== Problem details ==
Rewrite everything from the line containing "job: give the outline of every instance of the windshield" down to the end of the entries, changing "windshield" to "windscreen" and leaving all else unchanged.

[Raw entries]
------------------------------------------------

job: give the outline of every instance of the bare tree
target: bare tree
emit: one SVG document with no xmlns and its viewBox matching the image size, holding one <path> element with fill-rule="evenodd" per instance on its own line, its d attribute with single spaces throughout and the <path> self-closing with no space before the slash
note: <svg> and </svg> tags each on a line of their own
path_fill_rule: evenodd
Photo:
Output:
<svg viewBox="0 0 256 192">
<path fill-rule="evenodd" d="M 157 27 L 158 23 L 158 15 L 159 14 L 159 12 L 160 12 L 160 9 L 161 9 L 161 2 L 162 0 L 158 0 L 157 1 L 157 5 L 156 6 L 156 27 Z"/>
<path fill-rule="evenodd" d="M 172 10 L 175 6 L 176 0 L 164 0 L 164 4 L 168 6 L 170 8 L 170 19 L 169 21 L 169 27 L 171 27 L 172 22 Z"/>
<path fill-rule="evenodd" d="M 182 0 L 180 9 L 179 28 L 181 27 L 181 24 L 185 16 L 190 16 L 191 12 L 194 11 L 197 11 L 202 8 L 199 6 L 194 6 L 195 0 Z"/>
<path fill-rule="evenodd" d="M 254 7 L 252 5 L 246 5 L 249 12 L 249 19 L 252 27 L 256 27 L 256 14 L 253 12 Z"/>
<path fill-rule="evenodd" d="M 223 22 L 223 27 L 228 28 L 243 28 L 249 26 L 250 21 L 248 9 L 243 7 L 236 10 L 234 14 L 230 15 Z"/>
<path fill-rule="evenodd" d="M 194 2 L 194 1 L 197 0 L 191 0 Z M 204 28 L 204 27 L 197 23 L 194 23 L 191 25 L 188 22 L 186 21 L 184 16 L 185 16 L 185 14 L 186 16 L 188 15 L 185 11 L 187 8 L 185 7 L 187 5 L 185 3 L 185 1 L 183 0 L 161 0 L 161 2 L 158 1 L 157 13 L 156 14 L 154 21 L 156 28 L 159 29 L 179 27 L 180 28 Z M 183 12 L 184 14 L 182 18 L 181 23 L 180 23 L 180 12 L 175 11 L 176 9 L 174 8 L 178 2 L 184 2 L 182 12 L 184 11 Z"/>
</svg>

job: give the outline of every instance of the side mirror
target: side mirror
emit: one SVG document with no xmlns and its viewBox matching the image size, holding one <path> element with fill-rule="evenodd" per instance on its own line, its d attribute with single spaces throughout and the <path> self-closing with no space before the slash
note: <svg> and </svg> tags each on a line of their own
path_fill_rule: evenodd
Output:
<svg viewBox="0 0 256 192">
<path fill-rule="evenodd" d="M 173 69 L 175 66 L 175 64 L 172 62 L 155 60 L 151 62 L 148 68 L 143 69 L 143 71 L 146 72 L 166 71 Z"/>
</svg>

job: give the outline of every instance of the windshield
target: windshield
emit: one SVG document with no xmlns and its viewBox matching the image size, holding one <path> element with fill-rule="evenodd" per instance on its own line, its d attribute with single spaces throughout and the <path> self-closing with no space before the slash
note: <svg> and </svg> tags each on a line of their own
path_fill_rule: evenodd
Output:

------------------------------------------------

== Response to the exercise ==
job: give the outline of every instance of the windscreen
target: windscreen
emit: one SVG document with no xmlns and its viewBox matching the image size, holding one <path> element with fill-rule="evenodd" per instance on its own line, its d attribute with single spaces throughout and the <path> self-closing with no space before the slash
note: <svg> and </svg> tags each on a line of their own
path_fill_rule: evenodd
Output:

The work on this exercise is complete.